### Referring expression data
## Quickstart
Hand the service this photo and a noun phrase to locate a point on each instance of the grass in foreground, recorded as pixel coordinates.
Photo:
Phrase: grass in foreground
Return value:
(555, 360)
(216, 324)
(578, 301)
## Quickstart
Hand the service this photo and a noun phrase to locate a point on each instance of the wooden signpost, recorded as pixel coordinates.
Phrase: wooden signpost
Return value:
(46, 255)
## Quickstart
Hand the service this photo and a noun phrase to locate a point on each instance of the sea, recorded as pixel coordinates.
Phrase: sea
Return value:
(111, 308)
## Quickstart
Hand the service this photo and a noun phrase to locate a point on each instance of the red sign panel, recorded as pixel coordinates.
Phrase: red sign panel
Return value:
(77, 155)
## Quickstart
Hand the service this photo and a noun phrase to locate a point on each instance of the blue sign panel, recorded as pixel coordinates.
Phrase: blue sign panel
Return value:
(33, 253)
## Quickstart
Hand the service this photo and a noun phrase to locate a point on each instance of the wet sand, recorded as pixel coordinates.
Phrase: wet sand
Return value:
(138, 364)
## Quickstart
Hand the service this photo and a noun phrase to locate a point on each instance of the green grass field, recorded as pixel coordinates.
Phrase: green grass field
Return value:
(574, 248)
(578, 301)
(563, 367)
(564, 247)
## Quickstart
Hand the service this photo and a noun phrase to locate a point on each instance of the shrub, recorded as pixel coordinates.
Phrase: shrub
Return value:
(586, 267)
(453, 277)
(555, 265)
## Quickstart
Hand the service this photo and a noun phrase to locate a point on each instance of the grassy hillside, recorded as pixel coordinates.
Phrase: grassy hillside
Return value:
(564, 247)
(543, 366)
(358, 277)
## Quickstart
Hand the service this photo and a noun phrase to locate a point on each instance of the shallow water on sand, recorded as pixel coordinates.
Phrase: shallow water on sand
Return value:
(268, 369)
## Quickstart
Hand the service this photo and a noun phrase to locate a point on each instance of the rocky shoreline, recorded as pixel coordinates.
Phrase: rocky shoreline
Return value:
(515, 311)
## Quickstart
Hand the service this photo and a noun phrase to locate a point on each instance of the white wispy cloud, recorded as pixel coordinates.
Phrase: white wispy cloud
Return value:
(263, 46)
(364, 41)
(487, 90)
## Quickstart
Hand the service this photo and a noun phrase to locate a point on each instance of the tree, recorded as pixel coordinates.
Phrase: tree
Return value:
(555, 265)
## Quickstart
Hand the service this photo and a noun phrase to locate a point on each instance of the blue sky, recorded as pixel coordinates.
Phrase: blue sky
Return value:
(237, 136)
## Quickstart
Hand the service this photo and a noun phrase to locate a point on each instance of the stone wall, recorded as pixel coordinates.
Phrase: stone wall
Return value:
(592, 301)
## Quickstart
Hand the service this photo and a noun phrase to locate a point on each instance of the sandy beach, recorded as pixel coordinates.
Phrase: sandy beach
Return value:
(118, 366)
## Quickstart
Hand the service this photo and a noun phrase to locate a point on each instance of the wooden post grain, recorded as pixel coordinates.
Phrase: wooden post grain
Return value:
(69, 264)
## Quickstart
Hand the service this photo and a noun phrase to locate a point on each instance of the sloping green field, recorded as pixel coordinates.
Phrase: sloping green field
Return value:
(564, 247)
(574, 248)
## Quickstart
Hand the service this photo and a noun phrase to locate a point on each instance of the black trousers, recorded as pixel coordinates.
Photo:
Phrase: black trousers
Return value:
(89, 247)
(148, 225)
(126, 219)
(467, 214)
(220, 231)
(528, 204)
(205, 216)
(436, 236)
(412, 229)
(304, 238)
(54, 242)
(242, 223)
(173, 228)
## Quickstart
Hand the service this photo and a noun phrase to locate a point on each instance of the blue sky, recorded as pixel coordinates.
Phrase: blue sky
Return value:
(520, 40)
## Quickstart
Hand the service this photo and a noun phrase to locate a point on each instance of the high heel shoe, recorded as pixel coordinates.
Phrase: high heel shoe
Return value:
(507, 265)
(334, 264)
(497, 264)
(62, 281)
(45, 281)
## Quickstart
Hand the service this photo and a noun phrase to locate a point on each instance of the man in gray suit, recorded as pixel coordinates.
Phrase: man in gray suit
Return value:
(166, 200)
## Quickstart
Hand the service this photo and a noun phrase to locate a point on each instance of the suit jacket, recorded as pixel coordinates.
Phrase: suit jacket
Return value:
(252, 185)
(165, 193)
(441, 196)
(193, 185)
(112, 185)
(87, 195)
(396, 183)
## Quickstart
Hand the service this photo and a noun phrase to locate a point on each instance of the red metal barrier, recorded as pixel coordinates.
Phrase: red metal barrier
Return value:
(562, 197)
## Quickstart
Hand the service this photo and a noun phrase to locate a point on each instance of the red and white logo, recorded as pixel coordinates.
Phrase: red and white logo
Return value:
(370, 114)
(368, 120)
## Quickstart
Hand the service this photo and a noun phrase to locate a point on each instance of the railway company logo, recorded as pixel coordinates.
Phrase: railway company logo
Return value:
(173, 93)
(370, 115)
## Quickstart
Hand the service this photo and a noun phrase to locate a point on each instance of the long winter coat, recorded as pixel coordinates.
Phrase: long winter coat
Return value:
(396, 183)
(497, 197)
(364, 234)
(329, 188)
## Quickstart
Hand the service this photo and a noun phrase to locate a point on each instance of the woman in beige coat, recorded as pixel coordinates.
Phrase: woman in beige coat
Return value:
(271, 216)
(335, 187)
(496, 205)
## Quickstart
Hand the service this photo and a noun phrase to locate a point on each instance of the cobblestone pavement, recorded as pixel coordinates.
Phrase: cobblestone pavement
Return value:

### WHAT TO WORK ON
Every single entry above has to be copied exactly.

### RESULT FOR THIS TASK
## Quickstart
Hand the service this photo and a noun phrase to locate a point on each instance of the grass in foreground, recorded as pixel coordinates.
Photo:
Phrase: grass in foreground
Return value:
(555, 360)
(216, 324)
(578, 301)
## Quickstart
Hand the service this photo and a noun phrase to locate a point on each instance of the wooden signpost, recorded as pixel coordinates.
Phrase: wooden signpost
Return value:
(46, 255)
## Quickstart
Hand the service this photo and a noun phrase to locate a point on each instance of the sea, recorded as pixel coordinates.
Phrase: sea
Return value:
(111, 308)
## Quickstart
Hand the service this photo and a noun phrase to locate a point on each instance of the red sign panel, recorded as pixel coordinates.
Phrase: red sign panel
Return value:
(77, 155)
## Quickstart
Hand the service this photo and a noun phrase to locate a point on each instance of the blue sign panel, recorded as pixel coordinates.
Phrase: blue sign panel
Return value:
(33, 253)
## Quickstart
Hand the service this photo and a noun phrase to locate a point on each instance of the wet sand, recorded as pixel coordinates.
Phrase: wet sand
Return value:
(138, 364)
## Quickstart
Hand the service this photo and a noun phrase to locate a point on each instance of the green grass field, recorded as pixel coordinates.
Phrase: green grass field
Return value:
(574, 248)
(578, 301)
(563, 367)
(564, 247)
## Quickstart
Hand the service this photo and a noun phrase to locate a point on each instance of the shrub, recorded as pixel coordinates.
Phrase: shrub
Return value:
(586, 267)
(453, 277)
(555, 265)
## Quickstart
Hand the service this photo and a noun phrase to locate a point on each instance of the grassy hillside, recorded as pixel coordinates.
Phrase: grassy hillside
Return value:
(564, 247)
(543, 366)
(358, 277)
## Quickstart
Hand the service this photo and a noun phrase to locate a point on each instance of the shallow water on sand, recorded as pixel coordinates.
Phrase: shallow water on sand
Return value:
(268, 369)
## Quickstart
Hand the service this photo and a noun phrase to locate a point on each instance of the rocky shoreline, recorded as pixel coordinates.
Phrase: rocky shoreline
Return value:
(515, 311)
## Quickstart
Hand the service this photo and a noun phrase to locate a point on each instance of the white wispy cloud, recorded as pixel coordinates.
Phrase: white wispy cloud
Return value:
(263, 46)
(364, 41)
(487, 90)
## Quickstart
Hand the service this photo and a noun phrase to locate a point on each instance of the tree, recorded as pixel coordinates.
Phrase: tree
Return value:
(555, 265)
## Quickstart
Hand the service this photo and a noun phrase to locate a point on each instance of the blue sky, recorded as pixel coordinates.
Phrase: blue sky
Return value:
(237, 136)
## Quickstart
Hand the service this photo and a noun phrase to locate a point on each instance of the stone wall, recorded as pixel coordinates.
Phrase: stone wall
Return value:
(592, 301)
## Quickstart
Hand the service this photo and a noun phrase to locate a point on each instance of the sandy beach, recorded as pixel coordinates.
Phrase: sandy beach
Return value:
(118, 366)
## Quickstart
Hand the service this photo and a noun phrase to locate a point on each instance of the wooden post grain, recorded as pixel coordinates.
Phrase: wooden post grain
Return value:
(69, 264)
## Quickstart
Hand the service this photo and a noun phrase to locate a point on each instance of the sloping green field, recorded as pixel coordinates.
Phrase: sloping green field
Return value:
(564, 247)
(574, 248)
## Quickstart
Hand the service this photo and a noun phrase to locate a point on each instance of the black trousers, recorded as pixel coordinates.
Photo:
Phrase: black trousers
Return value:
(89, 247)
(148, 225)
(126, 219)
(467, 214)
(220, 231)
(528, 204)
(205, 216)
(436, 236)
(412, 229)
(304, 238)
(54, 242)
(242, 223)
(173, 228)
## Quickstart
Hand the service this photo and a noun phrase to locate a point on each instance of the blue sky, recorded as pixel coordinates.
Phrase: blue sky
Return value:
(520, 40)
## Quickstart
Hand the service this photo and a noun phrase to locate a point on each instance of the high heel shoe, recorded as pixel coordinates.
Phrase: high heel shoe
Return value:
(507, 265)
(334, 264)
(497, 264)
(62, 281)
(45, 281)
## Quickstart
Hand the service this photo and a noun phrase to locate a point on each instance of the man in gray suit, recorded as pixel coordinates.
Phrase: man in gray suit
Return value:
(166, 200)
## Quickstart
Hand the service this photo and a noun phrase to locate a point on each instance of the suit jacket, recorded as pixel coordinates.
Phrase: suit jacket
Return value:
(252, 185)
(165, 193)
(441, 196)
(193, 185)
(112, 185)
(87, 195)
(396, 183)
## Quickstart
Hand the service this photo and a noun phrase to locate a point on each instance of the red metal barrier, recorded as pixel coordinates.
Phrase: red metal barrier
Return value:
(562, 197)
## Quickstart
Hand the service this photo and a noun phrase to locate a point on each instance of the red and white logo, recorded as pixel coordinates.
Phrase: red and white logo
Return value:
(370, 114)
(368, 120)
## Quickstart
Hand the service this photo and a noun phrase to locate a point on each instance of the railway company logo, recorded as pixel coordinates.
Phrase: railway company logo
Return value:
(173, 93)
(370, 115)
## Quickstart
Hand the service this photo and a noun phrase to locate a point on each instance of the long winter coat, recorded as pixel coordinates.
Phrase: long winter coat
Return value:
(396, 183)
(497, 197)
(364, 234)
(329, 188)
## Quickstart
Hand the service this photo and a noun phrase to locate a point on each instance of the woman in beige coat, recorded as pixel coordinates.
Phrase: woman in beige coat
Return value:
(271, 216)
(335, 187)
(496, 205)
## Quickstart
Hand the service this photo and a noun phrase to locate a point on each instance of the cobblestone pavement, recorded as pixel coordinates.
Phrase: cobblestone pavement
Return value:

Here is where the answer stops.